## Exercise description
Could you edit the lines starting with the line containing "If you could tag the exposed" and going on through the line containing "<point>1271,798</point>", putting "dry earth" in place of "bare soil" and leaving everything else unchanged? Give back only those lines.

Object position labeling lines:
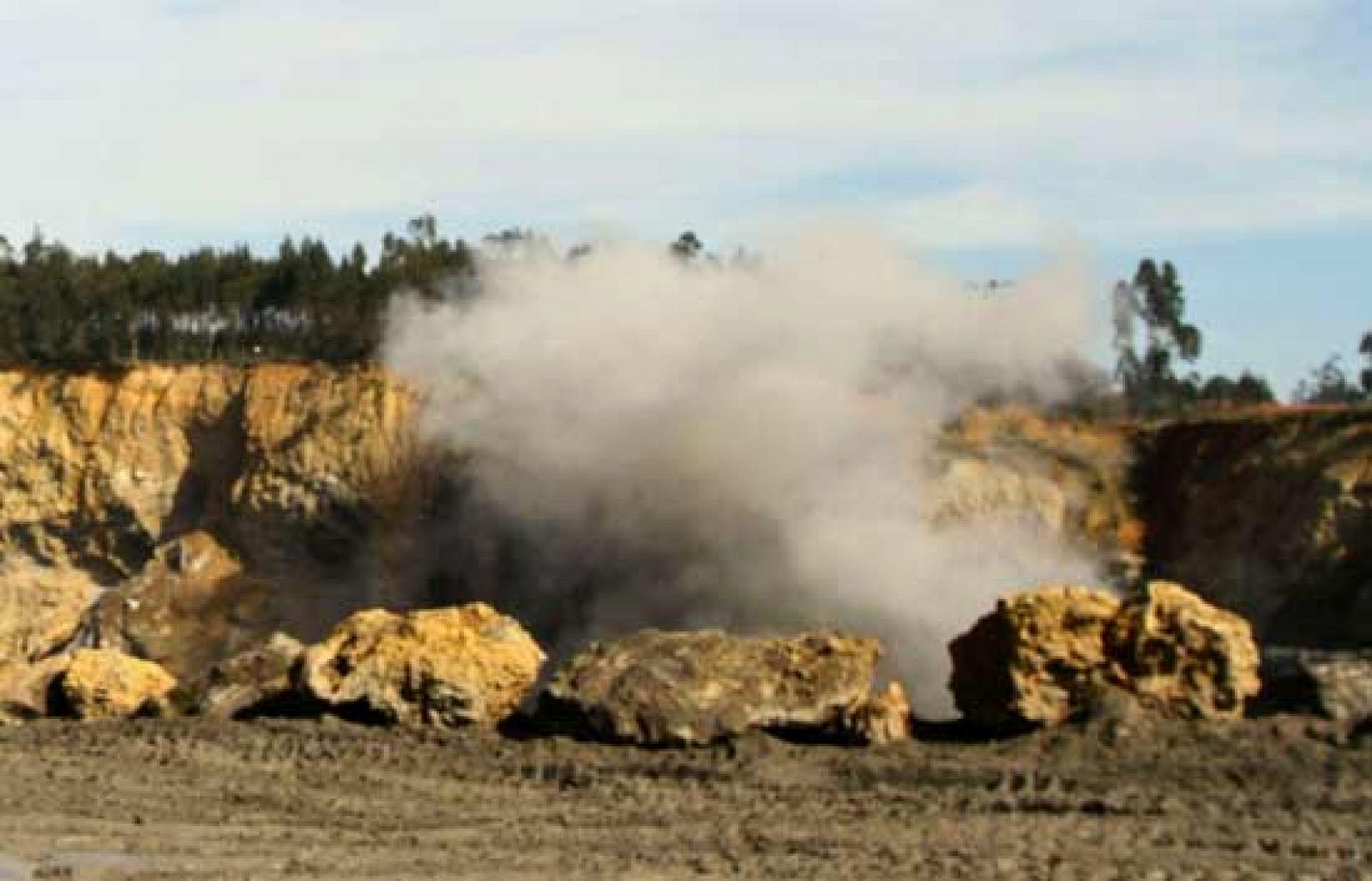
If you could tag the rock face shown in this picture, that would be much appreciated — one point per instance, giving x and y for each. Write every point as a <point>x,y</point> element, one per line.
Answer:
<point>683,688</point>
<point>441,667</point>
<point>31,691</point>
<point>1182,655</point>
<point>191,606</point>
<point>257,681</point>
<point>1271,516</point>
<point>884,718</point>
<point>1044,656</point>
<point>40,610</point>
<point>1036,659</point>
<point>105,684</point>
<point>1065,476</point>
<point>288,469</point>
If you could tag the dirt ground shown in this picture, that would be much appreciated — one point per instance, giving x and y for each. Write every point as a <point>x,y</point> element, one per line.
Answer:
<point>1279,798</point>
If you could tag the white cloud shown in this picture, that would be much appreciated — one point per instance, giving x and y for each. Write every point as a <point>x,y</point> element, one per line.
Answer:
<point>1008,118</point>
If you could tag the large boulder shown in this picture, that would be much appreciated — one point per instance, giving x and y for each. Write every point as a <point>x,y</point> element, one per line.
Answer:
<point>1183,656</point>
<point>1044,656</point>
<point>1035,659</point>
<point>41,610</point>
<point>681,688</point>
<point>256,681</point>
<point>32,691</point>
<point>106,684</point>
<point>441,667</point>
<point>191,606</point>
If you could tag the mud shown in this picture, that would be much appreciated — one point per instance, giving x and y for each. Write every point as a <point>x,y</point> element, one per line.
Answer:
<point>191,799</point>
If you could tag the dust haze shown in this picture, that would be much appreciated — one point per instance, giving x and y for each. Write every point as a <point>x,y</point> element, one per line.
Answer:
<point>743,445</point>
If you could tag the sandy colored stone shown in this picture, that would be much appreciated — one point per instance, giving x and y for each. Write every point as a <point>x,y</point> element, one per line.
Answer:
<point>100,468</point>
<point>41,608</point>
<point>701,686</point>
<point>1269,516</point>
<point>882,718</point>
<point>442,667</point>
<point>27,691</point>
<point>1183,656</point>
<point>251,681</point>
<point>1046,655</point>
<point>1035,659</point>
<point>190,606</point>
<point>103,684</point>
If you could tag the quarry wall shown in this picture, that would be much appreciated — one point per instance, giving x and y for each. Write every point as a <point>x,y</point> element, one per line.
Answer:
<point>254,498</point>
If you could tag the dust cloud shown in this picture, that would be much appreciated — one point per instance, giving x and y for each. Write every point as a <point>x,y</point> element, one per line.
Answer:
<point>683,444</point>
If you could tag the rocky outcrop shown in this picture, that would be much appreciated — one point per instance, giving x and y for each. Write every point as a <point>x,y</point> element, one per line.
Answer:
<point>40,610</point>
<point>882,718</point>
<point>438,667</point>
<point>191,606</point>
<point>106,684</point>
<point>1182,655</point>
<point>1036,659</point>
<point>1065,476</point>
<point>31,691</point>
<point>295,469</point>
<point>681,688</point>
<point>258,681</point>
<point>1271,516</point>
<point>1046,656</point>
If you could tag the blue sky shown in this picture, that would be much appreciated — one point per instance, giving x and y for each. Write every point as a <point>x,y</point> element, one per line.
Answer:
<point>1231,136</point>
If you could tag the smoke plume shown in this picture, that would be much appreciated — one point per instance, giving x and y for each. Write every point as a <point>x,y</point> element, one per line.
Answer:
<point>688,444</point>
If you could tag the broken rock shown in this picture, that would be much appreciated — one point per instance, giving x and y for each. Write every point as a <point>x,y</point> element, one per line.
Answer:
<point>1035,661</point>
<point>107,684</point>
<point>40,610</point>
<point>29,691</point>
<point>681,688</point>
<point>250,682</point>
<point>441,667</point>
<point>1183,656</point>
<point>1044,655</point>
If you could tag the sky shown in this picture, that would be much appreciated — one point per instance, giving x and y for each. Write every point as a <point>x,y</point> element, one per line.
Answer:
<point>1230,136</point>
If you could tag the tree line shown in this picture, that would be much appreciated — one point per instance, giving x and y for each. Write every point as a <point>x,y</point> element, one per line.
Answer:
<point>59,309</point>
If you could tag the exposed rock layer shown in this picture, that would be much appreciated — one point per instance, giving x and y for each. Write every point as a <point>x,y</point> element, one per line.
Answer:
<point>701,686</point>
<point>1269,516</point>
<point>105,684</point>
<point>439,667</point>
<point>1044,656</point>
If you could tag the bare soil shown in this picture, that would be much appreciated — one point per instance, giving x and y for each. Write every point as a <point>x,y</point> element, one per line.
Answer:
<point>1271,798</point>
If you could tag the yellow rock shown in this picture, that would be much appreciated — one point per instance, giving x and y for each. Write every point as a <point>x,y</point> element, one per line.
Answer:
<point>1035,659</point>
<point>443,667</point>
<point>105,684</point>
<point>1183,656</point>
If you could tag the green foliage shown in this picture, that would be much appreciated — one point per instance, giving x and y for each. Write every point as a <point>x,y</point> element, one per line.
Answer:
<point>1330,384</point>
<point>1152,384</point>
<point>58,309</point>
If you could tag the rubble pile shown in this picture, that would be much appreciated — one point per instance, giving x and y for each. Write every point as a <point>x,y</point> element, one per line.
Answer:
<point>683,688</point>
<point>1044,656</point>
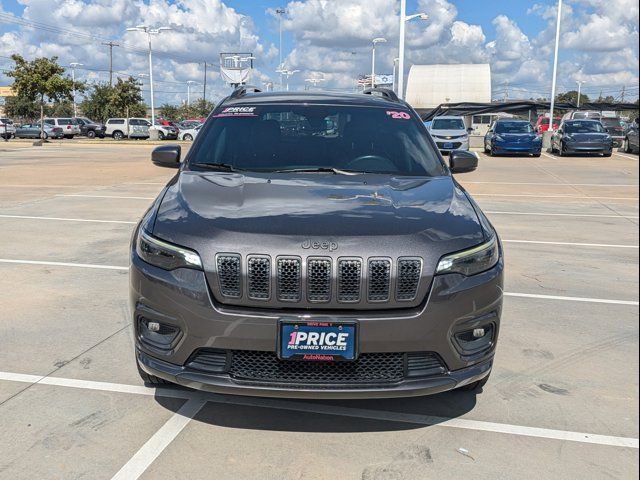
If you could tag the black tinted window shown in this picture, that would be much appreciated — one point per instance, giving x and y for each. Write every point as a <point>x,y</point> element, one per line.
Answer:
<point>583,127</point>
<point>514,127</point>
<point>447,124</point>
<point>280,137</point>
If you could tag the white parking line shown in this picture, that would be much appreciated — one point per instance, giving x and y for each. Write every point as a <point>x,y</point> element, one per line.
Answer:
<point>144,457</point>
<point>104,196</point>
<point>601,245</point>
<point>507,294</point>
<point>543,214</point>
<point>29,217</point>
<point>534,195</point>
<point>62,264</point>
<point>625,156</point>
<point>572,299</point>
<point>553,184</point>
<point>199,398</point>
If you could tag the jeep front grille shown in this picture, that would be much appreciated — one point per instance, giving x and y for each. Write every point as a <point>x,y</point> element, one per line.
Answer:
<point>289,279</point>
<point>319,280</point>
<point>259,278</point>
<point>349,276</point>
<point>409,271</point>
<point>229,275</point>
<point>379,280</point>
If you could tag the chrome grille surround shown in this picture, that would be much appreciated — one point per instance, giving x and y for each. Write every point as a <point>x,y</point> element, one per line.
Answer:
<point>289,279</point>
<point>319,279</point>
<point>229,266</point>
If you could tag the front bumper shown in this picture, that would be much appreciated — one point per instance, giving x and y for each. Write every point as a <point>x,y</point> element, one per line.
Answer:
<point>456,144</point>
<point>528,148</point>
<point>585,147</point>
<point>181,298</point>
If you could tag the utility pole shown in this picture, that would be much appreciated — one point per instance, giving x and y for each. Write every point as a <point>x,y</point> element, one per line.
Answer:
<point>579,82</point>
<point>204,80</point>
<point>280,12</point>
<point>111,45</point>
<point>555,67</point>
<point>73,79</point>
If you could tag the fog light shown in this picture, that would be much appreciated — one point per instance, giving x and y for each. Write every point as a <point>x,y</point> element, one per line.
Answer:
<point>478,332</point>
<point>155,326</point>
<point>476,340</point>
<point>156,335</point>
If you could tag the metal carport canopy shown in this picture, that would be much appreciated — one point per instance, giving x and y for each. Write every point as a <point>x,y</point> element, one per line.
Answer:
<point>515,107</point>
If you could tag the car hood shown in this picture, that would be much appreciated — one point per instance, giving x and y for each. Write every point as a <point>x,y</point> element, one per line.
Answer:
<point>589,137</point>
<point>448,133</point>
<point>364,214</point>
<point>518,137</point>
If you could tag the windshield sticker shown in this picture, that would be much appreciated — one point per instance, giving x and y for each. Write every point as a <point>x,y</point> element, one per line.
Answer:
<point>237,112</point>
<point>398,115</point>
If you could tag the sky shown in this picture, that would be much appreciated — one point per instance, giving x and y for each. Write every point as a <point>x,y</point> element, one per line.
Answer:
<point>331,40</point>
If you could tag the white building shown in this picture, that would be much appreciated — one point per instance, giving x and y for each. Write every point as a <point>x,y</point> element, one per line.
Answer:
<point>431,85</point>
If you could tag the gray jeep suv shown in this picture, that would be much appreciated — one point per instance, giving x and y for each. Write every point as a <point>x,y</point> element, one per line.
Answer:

## Output
If you could tag the exposed rock layer shown in this picture, that would be much appreciated — one point per instance, giving x and y for each. Write every point as a <point>x,y</point> element, one per line.
Answer:
<point>701,686</point>
<point>1269,516</point>
<point>105,684</point>
<point>439,667</point>
<point>1044,656</point>
If you could tag the dry earth shown in this picture, that would be much appreciated — one point per instance, giving x and y for each. Write every point as a <point>x,y</point> element, one per line.
Answer:
<point>1271,798</point>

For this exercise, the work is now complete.